◆ Direction
Copy every line below word for word, in the same order.

○ ○ ○ ○

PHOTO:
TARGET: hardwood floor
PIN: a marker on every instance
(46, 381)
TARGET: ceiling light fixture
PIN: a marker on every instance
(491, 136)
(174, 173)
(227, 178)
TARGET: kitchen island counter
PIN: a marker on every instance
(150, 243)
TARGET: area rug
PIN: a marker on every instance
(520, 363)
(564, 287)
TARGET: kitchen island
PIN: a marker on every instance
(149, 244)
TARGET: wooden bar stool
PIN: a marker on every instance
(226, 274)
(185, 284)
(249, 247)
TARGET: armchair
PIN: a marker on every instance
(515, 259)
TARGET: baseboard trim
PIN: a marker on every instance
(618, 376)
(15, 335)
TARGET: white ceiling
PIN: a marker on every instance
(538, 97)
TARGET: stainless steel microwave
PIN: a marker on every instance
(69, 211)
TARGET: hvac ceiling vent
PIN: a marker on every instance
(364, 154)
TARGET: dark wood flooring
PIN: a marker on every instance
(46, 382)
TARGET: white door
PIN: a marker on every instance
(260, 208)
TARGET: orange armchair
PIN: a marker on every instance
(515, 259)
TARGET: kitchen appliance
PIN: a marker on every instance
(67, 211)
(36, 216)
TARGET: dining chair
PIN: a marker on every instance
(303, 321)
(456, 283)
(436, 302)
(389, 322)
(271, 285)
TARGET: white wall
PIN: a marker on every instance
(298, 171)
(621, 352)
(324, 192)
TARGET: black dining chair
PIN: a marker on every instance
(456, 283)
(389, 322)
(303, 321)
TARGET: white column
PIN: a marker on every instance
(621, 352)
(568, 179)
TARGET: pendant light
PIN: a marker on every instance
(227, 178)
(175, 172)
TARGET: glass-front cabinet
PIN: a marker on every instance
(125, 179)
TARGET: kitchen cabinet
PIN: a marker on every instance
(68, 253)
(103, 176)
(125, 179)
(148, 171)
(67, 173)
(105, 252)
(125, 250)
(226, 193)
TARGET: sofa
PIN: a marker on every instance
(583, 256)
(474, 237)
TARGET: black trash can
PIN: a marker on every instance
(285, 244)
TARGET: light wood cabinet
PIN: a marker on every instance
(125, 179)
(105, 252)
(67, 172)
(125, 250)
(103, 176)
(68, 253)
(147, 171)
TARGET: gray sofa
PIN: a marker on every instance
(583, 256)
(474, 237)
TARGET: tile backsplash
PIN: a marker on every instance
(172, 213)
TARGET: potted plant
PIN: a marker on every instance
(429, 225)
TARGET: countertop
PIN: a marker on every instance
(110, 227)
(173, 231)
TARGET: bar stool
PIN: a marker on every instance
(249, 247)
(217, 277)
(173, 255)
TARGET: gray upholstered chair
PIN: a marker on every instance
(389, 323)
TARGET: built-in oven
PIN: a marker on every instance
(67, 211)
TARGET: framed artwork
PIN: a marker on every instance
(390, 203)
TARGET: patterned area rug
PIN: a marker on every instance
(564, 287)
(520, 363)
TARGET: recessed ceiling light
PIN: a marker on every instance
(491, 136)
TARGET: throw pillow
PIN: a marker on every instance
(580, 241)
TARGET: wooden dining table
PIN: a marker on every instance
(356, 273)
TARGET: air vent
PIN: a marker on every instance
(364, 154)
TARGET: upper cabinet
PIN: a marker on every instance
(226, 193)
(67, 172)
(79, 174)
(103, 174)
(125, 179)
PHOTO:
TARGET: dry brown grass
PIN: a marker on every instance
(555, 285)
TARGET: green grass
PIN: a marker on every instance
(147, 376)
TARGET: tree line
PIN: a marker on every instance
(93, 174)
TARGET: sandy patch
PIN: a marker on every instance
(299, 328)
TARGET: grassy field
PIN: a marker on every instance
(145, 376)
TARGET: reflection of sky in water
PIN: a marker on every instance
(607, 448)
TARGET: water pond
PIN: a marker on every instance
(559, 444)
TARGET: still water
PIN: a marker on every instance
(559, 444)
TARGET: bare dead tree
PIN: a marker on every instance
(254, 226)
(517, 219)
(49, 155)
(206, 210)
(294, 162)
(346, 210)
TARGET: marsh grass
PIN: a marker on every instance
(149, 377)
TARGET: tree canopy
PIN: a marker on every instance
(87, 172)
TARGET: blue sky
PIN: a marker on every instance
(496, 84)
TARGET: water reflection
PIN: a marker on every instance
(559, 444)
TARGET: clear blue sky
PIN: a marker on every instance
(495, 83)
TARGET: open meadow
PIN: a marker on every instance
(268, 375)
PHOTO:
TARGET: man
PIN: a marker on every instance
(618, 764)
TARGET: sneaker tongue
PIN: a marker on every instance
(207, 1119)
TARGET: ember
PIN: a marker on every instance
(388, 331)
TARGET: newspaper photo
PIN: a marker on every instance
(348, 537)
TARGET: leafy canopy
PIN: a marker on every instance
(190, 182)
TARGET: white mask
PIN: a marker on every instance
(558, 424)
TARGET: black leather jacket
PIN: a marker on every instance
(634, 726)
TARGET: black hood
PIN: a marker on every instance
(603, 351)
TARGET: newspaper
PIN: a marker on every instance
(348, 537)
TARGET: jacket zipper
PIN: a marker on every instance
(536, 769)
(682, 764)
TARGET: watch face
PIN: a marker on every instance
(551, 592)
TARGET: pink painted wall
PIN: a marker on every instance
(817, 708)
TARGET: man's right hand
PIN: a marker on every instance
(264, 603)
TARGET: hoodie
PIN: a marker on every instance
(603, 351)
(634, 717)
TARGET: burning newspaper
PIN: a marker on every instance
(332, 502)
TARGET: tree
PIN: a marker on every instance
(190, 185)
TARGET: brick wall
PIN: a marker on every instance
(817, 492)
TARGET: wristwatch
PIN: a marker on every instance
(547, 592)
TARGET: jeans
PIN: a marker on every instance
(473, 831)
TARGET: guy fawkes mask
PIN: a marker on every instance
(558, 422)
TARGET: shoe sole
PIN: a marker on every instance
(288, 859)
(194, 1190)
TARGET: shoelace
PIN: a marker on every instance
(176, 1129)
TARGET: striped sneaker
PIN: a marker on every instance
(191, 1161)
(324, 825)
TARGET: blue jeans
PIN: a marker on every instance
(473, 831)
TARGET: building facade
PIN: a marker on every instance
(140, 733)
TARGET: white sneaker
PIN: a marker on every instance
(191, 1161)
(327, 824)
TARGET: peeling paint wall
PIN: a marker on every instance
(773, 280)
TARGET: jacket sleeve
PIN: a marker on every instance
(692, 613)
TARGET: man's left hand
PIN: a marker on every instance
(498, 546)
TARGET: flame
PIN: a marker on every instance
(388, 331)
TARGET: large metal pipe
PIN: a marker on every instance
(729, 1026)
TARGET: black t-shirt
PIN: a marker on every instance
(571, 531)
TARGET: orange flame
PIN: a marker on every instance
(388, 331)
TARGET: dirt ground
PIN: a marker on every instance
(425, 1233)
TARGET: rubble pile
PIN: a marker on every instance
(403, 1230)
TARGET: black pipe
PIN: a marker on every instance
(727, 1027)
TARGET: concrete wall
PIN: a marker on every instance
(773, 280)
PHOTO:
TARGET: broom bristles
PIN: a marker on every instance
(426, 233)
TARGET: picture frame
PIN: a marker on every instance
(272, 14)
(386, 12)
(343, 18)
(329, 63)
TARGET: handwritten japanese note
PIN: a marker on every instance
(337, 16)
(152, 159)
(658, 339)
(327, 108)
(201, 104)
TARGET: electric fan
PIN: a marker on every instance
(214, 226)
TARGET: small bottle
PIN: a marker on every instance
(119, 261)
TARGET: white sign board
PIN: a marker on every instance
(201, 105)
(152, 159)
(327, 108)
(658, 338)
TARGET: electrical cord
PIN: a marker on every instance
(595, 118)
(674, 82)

○ ○ ○ ○

◆ Task answer
PHOTO:
TARGET: hardwood floor
PIN: a marker on every instance
(46, 381)
TARGET: ceiling light fixture
PIN: a marker on every instance
(491, 136)
(174, 173)
(227, 178)
TARGET: kitchen island counter
PIN: a marker on every instance
(150, 243)
TARGET: area rug
PIN: a marker on every instance
(520, 363)
(564, 287)
TARGET: kitchen island
PIN: a marker on every instance
(149, 244)
TARGET: wooden bar stool
PIN: a marker on every instance
(226, 274)
(185, 284)
(249, 247)
TARGET: armchair
PIN: a marker on every instance
(515, 259)
TARGET: baseboard trim
PIN: a marker on every instance
(618, 376)
(15, 335)
TARGET: white ceiling
PIN: a marker on every instance
(538, 97)
TARGET: stainless steel microwave
PIN: a marker on every instance
(69, 211)
TARGET: hvac ceiling vent
PIN: a marker on every instance
(364, 154)
TARGET: dark wood flooring
PIN: a marker on every instance
(46, 382)
TARGET: white door
PIN: a marker on every instance
(260, 208)
TARGET: orange armchair
PIN: a marker on every instance
(515, 259)
TARGET: kitchen appliance
PIN: a marker on every instance
(67, 211)
(36, 216)
TARGET: dining chair
PIN: a marker on every instance
(303, 321)
(456, 283)
(436, 302)
(389, 322)
(271, 285)
TARGET: white wall
PIN: a marker on every instance
(298, 171)
(621, 352)
(324, 192)
TARGET: black dining chair
PIN: a marker on every instance
(456, 283)
(389, 322)
(303, 321)
TARGET: white column
PIN: a marker on every instance
(621, 352)
(568, 179)
TARGET: pendant light
PIN: a marker on every instance
(227, 178)
(175, 172)
TARGET: glass-front cabinet
PIN: a marker on every instance
(125, 179)
TARGET: kitchen cabinet
PIN: a marker on every instance
(68, 253)
(103, 176)
(125, 179)
(148, 171)
(67, 173)
(105, 252)
(125, 250)
(226, 193)
TARGET: sofa
PIN: a marker on every instance
(583, 256)
(474, 237)
TARGET: black trash can
PIN: a marker on every instance
(285, 244)
TARGET: light wood cabinet
PIN: a marker on every instance
(125, 179)
(105, 252)
(67, 172)
(125, 250)
(103, 176)
(68, 253)
(147, 171)
TARGET: gray sofa
PIN: a marker on every instance
(583, 256)
(474, 237)
TARGET: tile backsplash
PIN: a marker on every instance
(172, 213)
TARGET: potted plant
PIN: a marker on every instance
(429, 225)
TARGET: countertop
PIN: a marker on every instance
(110, 227)
(173, 231)
TARGET: bar stool
PIN: a marker on every instance
(249, 247)
(217, 277)
(173, 255)
TARGET: gray upholstered chair
PIN: a marker on every instance
(389, 323)
TARGET: built-in oven
PIN: a marker on every instance
(67, 211)
TARGET: framed artwork
PIN: a marker on every instance
(390, 203)
TARGET: patterned area rug
PIN: a marker on every instance
(564, 287)
(520, 363)
TARGET: recessed ceiling light
PIN: a marker on every instance
(491, 136)
TARGET: throw pillow
PIN: a marker on every instance
(580, 241)
TARGET: wooden dining table
PIN: a marker on every instance
(356, 273)
TARGET: air vent
PIN: a marker on every instance
(364, 154)
TARGET: upper cabinet
PIN: a marker on every instance
(226, 193)
(67, 172)
(79, 174)
(103, 174)
(125, 179)
PHOTO:
TARGET: dry brown grass
PIN: a marker on every instance
(555, 285)
TARGET: green grass
PIN: a marker on every instance
(147, 376)
TARGET: tree line
PIN: a marker on every instance
(93, 174)
TARGET: sandy patch
PIN: a marker on every instance
(299, 328)
TARGET: grassy field
PIN: a marker on every instance
(145, 376)
TARGET: reflection of sky in water
PIN: a marker on every instance
(607, 448)
TARGET: water pond
PIN: a marker on every instance
(559, 444)
TARGET: still water
PIN: a marker on every instance
(559, 444)
TARGET: bare dead tree
PIN: a marker on every instance
(254, 226)
(517, 219)
(49, 155)
(206, 210)
(294, 162)
(346, 210)
TARGET: marsh grass
PIN: a marker on every instance
(149, 377)
TARGET: tree canopy
PIN: a marker on every instance
(87, 172)
TARGET: blue sky
PIN: a marker on every instance
(496, 84)
TARGET: water reflection
PIN: a marker on every instance
(559, 444)
TARGET: clear blue sky
PIN: a marker on every instance
(495, 83)
TARGET: open meadow
PIN: a marker on every instance
(268, 375)
PHOTO:
TARGET: man
PIN: a marker on every instance
(618, 764)
TARGET: sneaker tongue
PIN: a marker on every instance
(207, 1119)
TARGET: ember
PIN: a marker on every instance
(388, 331)
TARGET: newspaper photo
PIN: a marker on every instance
(348, 537)
TARGET: leafy canopy
PIN: a marker on every instance
(190, 182)
TARGET: white mask
PIN: a marker on every instance
(558, 424)
TARGET: black leather jacket
PIN: a marker on every instance
(634, 726)
TARGET: black hood
PIN: a marker on every instance
(603, 351)
TARGET: newspaper
PIN: a marker on every instance
(348, 537)
TARGET: jacket zipper
PIN: a marker on every instance
(536, 769)
(682, 764)
TARGET: watch face
PIN: a marker on every instance
(551, 592)
TARGET: pink painted wall
PIN: a marker on every instance
(817, 708)
TARGET: man's right hand
PIN: a marker on every instance
(264, 603)
TARGET: hoodie
PIN: a marker on every instance
(603, 351)
(634, 717)
TARGET: burning newspaper
PIN: a marker on every instance
(332, 502)
TARGET: tree
PIN: a marker on every instance
(190, 185)
TARGET: brick wall
PIN: a marker on every instance
(817, 492)
TARGET: wristwatch
PIN: a marker on every instance
(547, 592)
TARGET: jeans
PIN: a marker on every instance
(473, 831)
TARGET: guy fawkes mask
PIN: a marker on every instance
(558, 422)
TARGET: shoe sole
PIN: a marker on every instance
(288, 859)
(194, 1190)
TARGET: shoelace
PIN: a marker on every instance
(176, 1129)
TARGET: striped sneaker
PIN: a marker on every instance
(191, 1161)
(324, 825)
TARGET: blue jeans
PIN: a marker on every instance
(473, 831)
TARGET: building facade
PIN: a marker on every instance
(140, 733)
TARGET: white sneaker
PIN: a marker on every instance
(191, 1161)
(327, 824)
TARGET: peeling paint wall
PIN: a marker on every instance
(773, 280)
TARGET: jacket sleeve
PIN: a marker on every instance
(692, 613)
TARGET: man's left hand
PIN: a marker on every instance
(498, 546)
TARGET: flame
PIN: a marker on every instance
(388, 331)
TARGET: large metal pipe
PIN: a marker on every instance
(729, 1026)
TARGET: black t-shirt
PIN: a marker on every instance
(571, 531)
TARGET: orange flame
PIN: a marker on every instance
(388, 331)
TARGET: dirt ground
PIN: a marker on every instance
(425, 1233)
TARGET: rubble pile
PIN: a marker on every instance
(403, 1230)
TARGET: black pipe
PIN: a marker on every instance
(727, 1027)
TARGET: concrete wall
PIN: a marker on every instance
(773, 280)
PHOTO:
TARGET: broom bristles
PIN: a marker on every instance
(426, 233)
TARGET: picture frame
PIN: a marker on every instance
(272, 14)
(386, 12)
(343, 18)
(329, 63)
TARGET: handwritten japanese note
PIN: a marker on every instance
(337, 16)
(152, 159)
(658, 339)
(327, 108)
(201, 104)
TARGET: electric fan
PIN: a marker on every instance
(214, 226)
TARGET: small bottle
PIN: a marker on every instance
(119, 261)
TARGET: white sign board
PIN: a marker on every instance
(201, 105)
(152, 159)
(327, 108)
(658, 338)
TARGET: electrical cord
PIN: a marker on every instance
(595, 118)
(674, 82)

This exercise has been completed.